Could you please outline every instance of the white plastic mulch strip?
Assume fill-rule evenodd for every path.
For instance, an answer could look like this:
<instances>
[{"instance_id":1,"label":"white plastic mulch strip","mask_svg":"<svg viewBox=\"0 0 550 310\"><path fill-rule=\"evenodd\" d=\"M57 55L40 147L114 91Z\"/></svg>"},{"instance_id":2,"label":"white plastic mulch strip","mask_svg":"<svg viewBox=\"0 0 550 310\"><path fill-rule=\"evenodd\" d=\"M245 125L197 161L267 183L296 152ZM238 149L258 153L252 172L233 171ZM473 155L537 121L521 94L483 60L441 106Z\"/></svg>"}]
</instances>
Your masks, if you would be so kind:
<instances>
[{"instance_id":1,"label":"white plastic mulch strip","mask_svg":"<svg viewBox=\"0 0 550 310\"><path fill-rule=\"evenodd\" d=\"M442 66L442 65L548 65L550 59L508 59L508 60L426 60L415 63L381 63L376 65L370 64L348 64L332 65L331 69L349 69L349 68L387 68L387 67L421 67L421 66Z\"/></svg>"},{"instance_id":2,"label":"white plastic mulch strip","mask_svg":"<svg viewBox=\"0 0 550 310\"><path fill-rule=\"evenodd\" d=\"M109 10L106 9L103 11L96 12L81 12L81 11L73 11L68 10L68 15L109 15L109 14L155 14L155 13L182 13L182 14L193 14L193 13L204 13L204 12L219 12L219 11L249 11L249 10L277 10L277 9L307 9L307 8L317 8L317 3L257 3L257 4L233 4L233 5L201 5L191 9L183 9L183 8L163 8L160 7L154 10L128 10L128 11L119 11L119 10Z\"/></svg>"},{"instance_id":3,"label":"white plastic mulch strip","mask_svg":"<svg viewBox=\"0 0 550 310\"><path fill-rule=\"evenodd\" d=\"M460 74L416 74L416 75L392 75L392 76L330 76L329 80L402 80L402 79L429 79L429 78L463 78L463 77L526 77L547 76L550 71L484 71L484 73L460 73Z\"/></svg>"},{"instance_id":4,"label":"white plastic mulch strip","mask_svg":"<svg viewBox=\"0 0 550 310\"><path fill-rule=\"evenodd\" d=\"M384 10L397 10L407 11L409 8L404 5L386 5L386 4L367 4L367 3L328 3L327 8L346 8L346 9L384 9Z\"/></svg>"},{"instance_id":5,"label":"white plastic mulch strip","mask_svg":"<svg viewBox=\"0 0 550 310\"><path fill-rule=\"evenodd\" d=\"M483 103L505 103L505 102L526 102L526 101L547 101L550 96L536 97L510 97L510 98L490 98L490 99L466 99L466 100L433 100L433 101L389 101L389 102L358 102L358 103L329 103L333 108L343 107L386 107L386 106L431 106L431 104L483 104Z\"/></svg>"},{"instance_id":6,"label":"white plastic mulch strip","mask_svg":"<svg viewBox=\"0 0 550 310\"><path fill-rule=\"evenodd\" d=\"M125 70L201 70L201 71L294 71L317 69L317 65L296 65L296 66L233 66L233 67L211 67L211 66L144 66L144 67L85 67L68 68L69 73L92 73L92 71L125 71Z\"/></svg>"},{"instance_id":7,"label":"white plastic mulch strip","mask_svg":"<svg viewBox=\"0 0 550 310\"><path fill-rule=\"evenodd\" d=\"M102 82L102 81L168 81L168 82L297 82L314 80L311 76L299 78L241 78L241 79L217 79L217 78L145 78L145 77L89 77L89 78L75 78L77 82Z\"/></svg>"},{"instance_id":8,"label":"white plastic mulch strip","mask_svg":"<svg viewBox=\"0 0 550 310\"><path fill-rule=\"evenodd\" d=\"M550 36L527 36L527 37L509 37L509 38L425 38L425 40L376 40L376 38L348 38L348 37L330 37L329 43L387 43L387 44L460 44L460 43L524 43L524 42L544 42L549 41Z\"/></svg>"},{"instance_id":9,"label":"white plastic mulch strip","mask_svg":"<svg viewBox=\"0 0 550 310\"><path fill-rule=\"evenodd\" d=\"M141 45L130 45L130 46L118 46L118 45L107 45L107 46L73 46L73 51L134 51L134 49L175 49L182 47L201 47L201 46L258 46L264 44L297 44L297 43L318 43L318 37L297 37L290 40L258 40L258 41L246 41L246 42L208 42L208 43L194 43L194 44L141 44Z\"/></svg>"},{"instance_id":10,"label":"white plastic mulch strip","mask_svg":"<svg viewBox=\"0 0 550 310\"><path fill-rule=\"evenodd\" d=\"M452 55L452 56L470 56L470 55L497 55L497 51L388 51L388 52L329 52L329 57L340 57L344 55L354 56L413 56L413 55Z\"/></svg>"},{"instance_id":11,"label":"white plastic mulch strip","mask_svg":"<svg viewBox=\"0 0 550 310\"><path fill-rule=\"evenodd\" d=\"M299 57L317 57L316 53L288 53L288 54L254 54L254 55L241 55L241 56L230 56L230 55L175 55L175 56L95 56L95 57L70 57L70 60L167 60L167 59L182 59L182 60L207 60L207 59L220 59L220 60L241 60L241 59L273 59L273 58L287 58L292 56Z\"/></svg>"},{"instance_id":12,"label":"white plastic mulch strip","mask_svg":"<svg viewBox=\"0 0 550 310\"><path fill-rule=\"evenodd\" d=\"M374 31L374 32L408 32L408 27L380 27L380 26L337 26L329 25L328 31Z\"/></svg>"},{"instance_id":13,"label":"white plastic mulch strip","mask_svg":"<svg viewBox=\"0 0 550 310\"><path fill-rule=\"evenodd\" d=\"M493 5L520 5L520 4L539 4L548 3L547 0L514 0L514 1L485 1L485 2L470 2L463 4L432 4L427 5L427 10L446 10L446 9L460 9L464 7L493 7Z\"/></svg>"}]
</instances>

_ _ _ _ _ _ _

■ Short exercise ■
Show each line of the records that contains the string "every". Case counts.

■ Exercise result ■
Could you please outline every instance of the white plastic mulch strip?
Assume fill-rule evenodd for every path.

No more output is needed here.